Collected data:
Segment Open

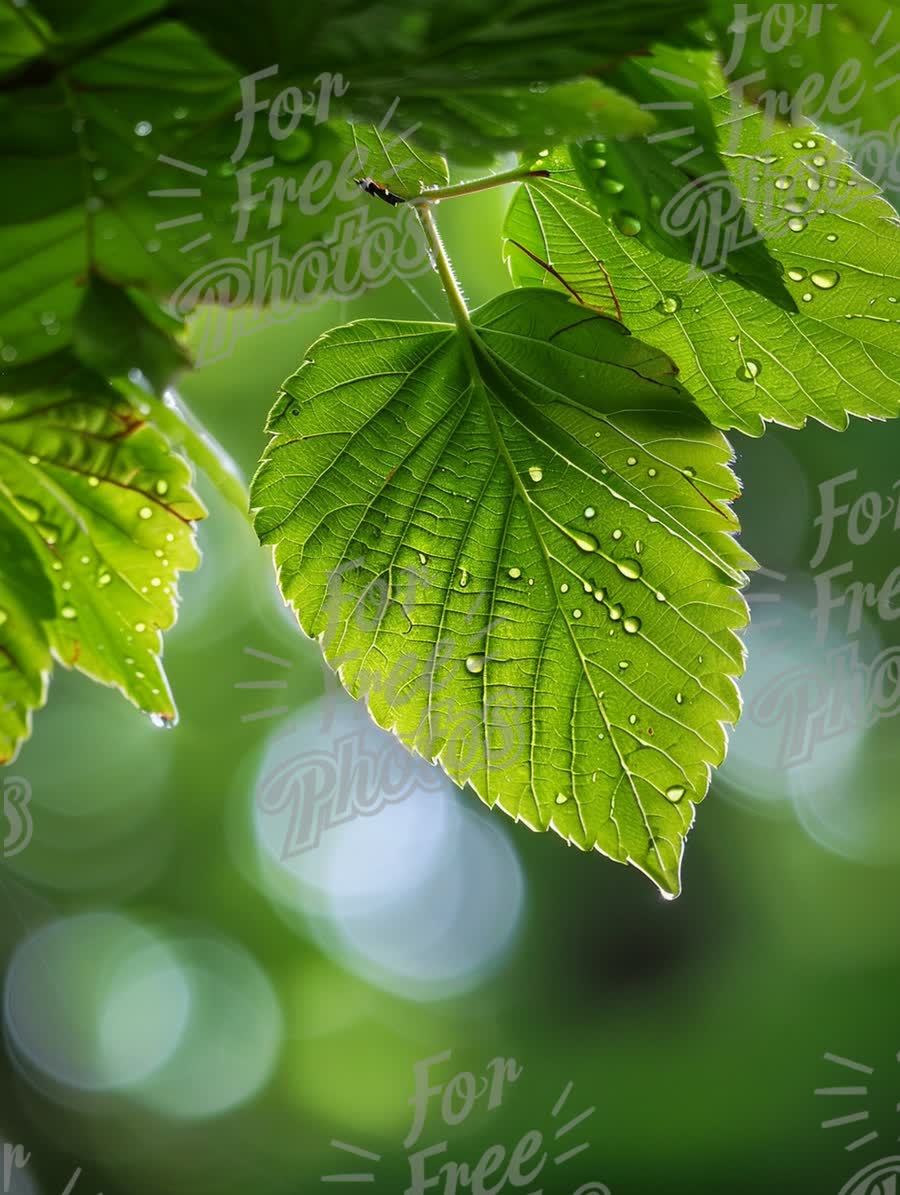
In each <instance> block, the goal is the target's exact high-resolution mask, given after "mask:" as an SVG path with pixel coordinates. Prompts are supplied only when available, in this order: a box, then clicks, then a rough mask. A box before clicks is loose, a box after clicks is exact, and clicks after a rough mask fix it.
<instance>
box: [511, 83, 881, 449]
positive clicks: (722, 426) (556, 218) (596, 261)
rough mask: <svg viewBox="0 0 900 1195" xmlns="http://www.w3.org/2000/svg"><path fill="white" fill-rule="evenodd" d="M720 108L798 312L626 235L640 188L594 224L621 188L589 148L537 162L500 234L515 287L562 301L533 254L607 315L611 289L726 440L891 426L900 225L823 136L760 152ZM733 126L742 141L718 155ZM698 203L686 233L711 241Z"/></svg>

Segment Closed

▶ Exercise requirements: Search the records for the word "instance". Copy every line that has it.

▶ Result for this exercise:
In each <instance> block, the goal is the target's exact high-resolution mask, given after "mask:" as an SVG path with pixel coordinates. Prompts are supplied only when available, in this order: a box, then clicks, then a rough mask. A box before clicks is loose, a box after clicks is exact, and clicks after a rough mask fix it.
<instance>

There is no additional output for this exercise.